Written problem A
Name every company that the Apache Mesos post lists as a prominent user of Mesos.
Written problem B
According to the Apache Mesos post, where was Mesos originally developed?
Written problem C
Carry on the Apache Mesos post from its final sentence.
-- Text passage start --
Monday, September 8, 2014

Apache Mesos - Open Source Datacenter Computing

Apache Mesos is a cluster manager that provides efficient resource isolation and sharing across distributed applications or frameworks. Mesos is a open-source software originally developed at the University of California at Berkeley. It sits between the application layer and the operating system and makes it easier to deploy and manage applications in large-scale clustered environments more efficiently. It can run many applications on a dynamically shared pool of nodes. Prominent users of Mesos include Twitter, Airbnb, MediaCrossing, Xogito and Categorize.

Mesos leverages features of the modern kernel – “cgroups” in Linux, “zones” in Solaris – to provide isolation for CPU, memory, I/O, file system, rack locality, etc. The big idea is to make a large collection of heterogeneous resources. Mesos introduces a distributed two-level scheduling mechanism called resource offers. Mesos decides how many resources to offer each framework, while frameworks decide which resources to accept and which computations to run on them. It is a thin resource sharing layer that enables fine-grained sharing across diverse cluster computing frameworks, by giving frameworks a common interface for accessing cluster resources.The idea is to deploy multiple distributed systems to a shared pool of nodes in order to increase resource utilization. A lot of modern workloads and frameworks can run on Mesos, including Hadoop, Memecached, Ruby on Rails, Storm, JBoss Data Grid,MPI, Spark and Node.js, as well as various Web servers, databases and application servers.
-- Text passage end --
-- Data provided start --
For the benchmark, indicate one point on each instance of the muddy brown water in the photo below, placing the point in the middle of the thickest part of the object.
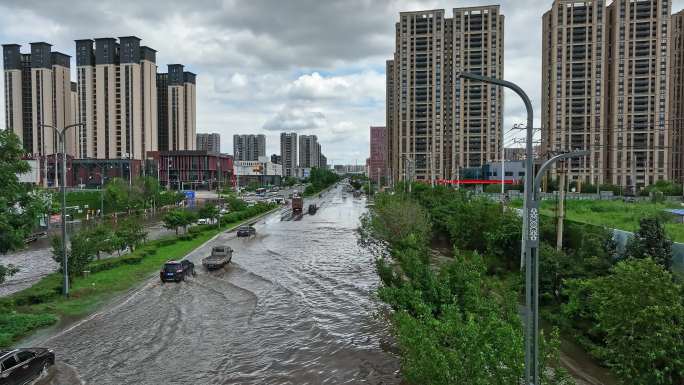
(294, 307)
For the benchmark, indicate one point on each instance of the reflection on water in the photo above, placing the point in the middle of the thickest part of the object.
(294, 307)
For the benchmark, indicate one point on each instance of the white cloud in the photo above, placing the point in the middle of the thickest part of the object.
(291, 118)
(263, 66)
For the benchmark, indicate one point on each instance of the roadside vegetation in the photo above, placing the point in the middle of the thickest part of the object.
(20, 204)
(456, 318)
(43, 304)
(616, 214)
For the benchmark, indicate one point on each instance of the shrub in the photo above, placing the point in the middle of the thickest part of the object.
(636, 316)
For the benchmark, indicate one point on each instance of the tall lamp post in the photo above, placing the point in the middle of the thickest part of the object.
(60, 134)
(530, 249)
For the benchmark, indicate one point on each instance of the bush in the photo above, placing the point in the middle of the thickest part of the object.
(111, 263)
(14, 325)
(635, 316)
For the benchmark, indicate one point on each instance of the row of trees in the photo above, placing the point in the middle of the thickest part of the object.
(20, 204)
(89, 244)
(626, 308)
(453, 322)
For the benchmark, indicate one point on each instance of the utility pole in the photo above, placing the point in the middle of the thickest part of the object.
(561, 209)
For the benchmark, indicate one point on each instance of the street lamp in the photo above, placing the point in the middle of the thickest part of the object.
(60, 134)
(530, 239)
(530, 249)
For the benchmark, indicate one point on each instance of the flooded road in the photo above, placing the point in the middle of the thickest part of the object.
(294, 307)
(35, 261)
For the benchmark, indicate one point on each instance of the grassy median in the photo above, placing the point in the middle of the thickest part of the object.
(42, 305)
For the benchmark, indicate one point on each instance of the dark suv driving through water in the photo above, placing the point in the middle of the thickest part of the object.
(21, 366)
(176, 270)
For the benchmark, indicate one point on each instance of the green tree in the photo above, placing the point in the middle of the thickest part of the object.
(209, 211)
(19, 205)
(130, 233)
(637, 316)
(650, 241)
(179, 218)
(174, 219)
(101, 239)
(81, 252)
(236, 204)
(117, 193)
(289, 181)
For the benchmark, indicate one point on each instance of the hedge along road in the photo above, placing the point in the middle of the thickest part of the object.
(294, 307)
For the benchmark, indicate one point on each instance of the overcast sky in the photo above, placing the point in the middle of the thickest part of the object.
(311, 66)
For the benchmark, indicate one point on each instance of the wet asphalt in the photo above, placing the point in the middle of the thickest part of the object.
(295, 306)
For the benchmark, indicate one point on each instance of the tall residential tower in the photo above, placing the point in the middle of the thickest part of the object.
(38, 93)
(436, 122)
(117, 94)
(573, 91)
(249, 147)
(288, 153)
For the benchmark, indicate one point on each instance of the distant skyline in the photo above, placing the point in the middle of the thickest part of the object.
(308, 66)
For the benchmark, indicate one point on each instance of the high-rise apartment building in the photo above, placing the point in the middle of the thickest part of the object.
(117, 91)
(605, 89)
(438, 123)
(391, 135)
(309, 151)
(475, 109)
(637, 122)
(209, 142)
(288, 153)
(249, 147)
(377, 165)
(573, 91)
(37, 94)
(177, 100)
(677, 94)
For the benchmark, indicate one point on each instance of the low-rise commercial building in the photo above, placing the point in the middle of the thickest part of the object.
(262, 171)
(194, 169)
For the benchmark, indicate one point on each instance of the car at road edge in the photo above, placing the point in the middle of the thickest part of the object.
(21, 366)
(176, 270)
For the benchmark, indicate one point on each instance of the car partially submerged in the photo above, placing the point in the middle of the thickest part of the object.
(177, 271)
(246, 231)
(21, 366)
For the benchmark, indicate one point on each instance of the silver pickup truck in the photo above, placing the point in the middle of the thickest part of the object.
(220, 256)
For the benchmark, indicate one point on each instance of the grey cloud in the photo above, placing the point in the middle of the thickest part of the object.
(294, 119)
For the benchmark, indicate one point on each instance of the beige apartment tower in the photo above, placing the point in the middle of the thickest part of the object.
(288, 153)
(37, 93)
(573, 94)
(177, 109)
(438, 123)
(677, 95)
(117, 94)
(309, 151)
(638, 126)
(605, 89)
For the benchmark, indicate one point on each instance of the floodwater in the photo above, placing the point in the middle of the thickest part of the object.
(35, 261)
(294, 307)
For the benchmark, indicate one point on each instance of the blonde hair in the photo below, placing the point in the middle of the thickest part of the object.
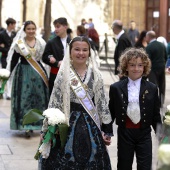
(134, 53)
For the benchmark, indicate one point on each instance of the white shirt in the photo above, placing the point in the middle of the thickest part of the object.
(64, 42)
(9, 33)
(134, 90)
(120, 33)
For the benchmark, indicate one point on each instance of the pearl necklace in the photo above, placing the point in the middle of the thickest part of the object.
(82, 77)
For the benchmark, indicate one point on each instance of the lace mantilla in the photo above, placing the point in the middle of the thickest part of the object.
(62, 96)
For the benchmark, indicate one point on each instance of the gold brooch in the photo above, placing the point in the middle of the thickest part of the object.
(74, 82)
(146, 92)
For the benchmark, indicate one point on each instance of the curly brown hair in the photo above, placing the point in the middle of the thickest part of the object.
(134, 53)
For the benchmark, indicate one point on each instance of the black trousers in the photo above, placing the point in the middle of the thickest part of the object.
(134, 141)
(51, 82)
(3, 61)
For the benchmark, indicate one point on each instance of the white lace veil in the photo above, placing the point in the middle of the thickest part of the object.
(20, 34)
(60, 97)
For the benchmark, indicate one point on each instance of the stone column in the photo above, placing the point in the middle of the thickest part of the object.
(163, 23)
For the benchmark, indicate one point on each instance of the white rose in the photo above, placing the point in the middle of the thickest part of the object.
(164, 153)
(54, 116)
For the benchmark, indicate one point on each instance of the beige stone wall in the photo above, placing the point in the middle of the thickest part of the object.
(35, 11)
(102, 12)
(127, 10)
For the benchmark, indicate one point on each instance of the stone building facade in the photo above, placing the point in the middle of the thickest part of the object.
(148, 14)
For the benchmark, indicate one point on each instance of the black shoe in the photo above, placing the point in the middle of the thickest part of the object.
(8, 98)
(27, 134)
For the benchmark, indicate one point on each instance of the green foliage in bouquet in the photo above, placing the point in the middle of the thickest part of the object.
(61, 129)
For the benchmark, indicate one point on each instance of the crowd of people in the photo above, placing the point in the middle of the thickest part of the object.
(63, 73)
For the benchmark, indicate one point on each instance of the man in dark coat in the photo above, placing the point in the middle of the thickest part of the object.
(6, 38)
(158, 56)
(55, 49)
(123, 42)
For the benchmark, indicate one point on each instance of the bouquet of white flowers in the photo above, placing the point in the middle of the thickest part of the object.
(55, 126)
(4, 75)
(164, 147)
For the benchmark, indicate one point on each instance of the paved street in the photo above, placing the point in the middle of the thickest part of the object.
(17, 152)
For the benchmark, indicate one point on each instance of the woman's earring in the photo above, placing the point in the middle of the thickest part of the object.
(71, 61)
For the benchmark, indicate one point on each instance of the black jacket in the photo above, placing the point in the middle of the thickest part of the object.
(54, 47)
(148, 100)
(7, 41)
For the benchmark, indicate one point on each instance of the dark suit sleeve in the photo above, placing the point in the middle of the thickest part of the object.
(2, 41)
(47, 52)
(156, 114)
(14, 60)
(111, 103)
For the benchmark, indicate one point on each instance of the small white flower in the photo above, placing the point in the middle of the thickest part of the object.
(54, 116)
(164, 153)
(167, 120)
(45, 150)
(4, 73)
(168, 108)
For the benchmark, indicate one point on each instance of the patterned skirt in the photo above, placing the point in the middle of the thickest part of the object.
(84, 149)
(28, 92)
-- Data provided end --
Written reply A
Twitter, Airbnb, MediaCrossing, Xogito, Categorize

Written reply B
At the University of California at Berkeley.

Written reply C
Mesos - Node Abstraction source

 In a similar way that a PC OS manages access to the resources on a desktop computer, Mesos ensures applications have access to the resources they need in a cluster. Instead of setting up numerous server clusters for different parts of an application, Mesos allows you to share a pool of servers that can all run different parts of your application without them interfering with each other and with the ability to dynamically allocate resources across the cluster as needed.  That means , it could easily switch resources away from framework1 [ big-data analysis ] and allocate them to  framework2 [web server ] , if  there is a heavy network. It also reduces a lot of the manual steps in deploying applications and can shift workloads around automatically to provide fault tolerance and keep utilization rates high.

Resource sharing across the cluster increases throughput and utilization

                         Mesos  ==>  " Data Center Kernel "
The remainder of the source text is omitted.